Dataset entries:
## START

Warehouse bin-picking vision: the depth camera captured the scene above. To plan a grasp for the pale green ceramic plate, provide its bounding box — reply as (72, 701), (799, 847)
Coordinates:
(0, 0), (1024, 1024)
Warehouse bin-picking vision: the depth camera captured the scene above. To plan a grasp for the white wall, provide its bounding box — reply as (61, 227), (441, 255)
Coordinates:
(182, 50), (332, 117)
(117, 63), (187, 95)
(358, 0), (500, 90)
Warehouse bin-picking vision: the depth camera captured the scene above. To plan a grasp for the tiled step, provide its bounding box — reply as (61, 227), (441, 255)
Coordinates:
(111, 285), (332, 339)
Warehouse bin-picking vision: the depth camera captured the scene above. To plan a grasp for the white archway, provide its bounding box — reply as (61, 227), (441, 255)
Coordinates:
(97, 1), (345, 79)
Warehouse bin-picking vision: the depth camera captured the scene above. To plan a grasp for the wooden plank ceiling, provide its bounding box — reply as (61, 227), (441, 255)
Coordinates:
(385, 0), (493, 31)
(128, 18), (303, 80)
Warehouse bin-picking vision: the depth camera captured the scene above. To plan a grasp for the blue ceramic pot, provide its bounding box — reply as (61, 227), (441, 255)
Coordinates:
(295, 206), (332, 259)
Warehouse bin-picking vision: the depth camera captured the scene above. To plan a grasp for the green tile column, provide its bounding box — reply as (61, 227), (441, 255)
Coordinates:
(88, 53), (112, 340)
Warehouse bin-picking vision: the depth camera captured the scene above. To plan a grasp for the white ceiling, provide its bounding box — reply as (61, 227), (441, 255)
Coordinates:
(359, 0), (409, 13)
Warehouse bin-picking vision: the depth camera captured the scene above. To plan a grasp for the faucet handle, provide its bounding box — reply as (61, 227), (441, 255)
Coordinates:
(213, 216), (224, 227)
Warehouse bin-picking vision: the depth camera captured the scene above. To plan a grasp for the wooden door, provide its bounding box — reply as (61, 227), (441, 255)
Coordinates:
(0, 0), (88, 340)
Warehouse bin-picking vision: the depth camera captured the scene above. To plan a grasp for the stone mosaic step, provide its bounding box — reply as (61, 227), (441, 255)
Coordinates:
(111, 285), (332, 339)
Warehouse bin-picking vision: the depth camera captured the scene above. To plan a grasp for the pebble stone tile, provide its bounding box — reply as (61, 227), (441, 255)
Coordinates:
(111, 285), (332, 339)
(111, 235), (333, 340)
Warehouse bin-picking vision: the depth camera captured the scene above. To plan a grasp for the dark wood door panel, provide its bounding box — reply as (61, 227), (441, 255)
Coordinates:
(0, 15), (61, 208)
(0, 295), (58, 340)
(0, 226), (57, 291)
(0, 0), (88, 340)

## END

**Requirements**:
Rewrite all of the dataset entries above as a numbered list, omitting any blank lines.

**In response**:
1. Warehouse bin-picking vision: the depth camera captured the scene above. To plan a grasp for the pale green ceramic plate, provide its bounding box — reply as (72, 701), (799, 847)
2. Coordinates:
3. (0, 0), (1024, 1024)
4. Warehouse bin-picking vision: the depth camera captured the scene above. To plan a grasp for the white wall, provide its bounding box — reply as (61, 227), (441, 255)
5. Coordinates:
6. (182, 50), (332, 117)
7. (117, 63), (187, 95)
8. (358, 0), (500, 90)
9. Warehouse bin-picking vision: the depth camera captured the scene above. To plan a grasp for the tiled step, provide its bounding box — reply as (61, 227), (441, 255)
10. Coordinates:
11. (111, 285), (332, 339)
12. Warehouse bin-picking vision: the depth camera captured the scene above. To plan a grasp for the white archway, provide its bounding box — reply as (61, 227), (441, 255)
13. Coordinates:
14. (97, 1), (345, 79)
15. Warehouse bin-picking vision: the depth camera captured the scene above. To plan a grasp for the wooden plank ceiling, provide its bounding box — reply as (61, 227), (441, 255)
16. Coordinates:
17. (385, 0), (493, 31)
18. (128, 18), (303, 80)
19. Warehouse bin-picking vision: the depth camera captured the scene above. To plan a grasp for the blue ceramic pot, provide its bounding box — reply as (61, 227), (441, 255)
20. Coordinates:
21. (295, 206), (332, 259)
22. Warehouse bin-picking vision: the depth camera captured the scene above. To plan a grasp for the green tile column, provide its bounding box — reply as (61, 227), (441, 255)
23. Coordinates:
24. (88, 53), (112, 340)
25. Warehouse bin-picking vision: the depth camera captured the scene above. To plan a grasp for the white ceiling, provide its bounding box — reply as (61, 227), (441, 255)
26. Coordinates:
27. (359, 0), (409, 13)
28. Warehouse bin-picking vision: the depth camera captured the scene above. To plan a grasp for the faucet handle, provide its bounding box — reply as (61, 227), (441, 255)
29. Coordinates:
30. (213, 216), (224, 227)
31. Warehouse bin-picking vision: the depth camera captured the scene above. To plan a grasp for the wooden door, provide its bounding box — reply as (61, 227), (441, 255)
32. Coordinates:
33. (0, 0), (88, 340)
34. Warehouse bin-picking vision: the depth camera captured the scene above. To plan a grasp for the stone mosaic step, provide its bounding box — reply as (61, 227), (441, 255)
35. Coordinates:
36. (111, 285), (332, 339)
37. Warehouse bin-picking vision: the depth camera captured the scene above. To plan a grasp for the pebble stone tile, provide its bounding box — reply as (61, 227), (441, 255)
38. Coordinates:
39. (111, 285), (332, 339)
40. (111, 235), (333, 340)
41. Warehouse bin-picking vision: the depth camera captured the scene above. To plan a grasp for the dark wood door panel, provide its bounding box — reply as (61, 227), (441, 255)
42. Coordinates:
43. (0, 15), (61, 208)
44. (0, 295), (58, 340)
45. (0, 226), (57, 291)
46. (0, 0), (88, 340)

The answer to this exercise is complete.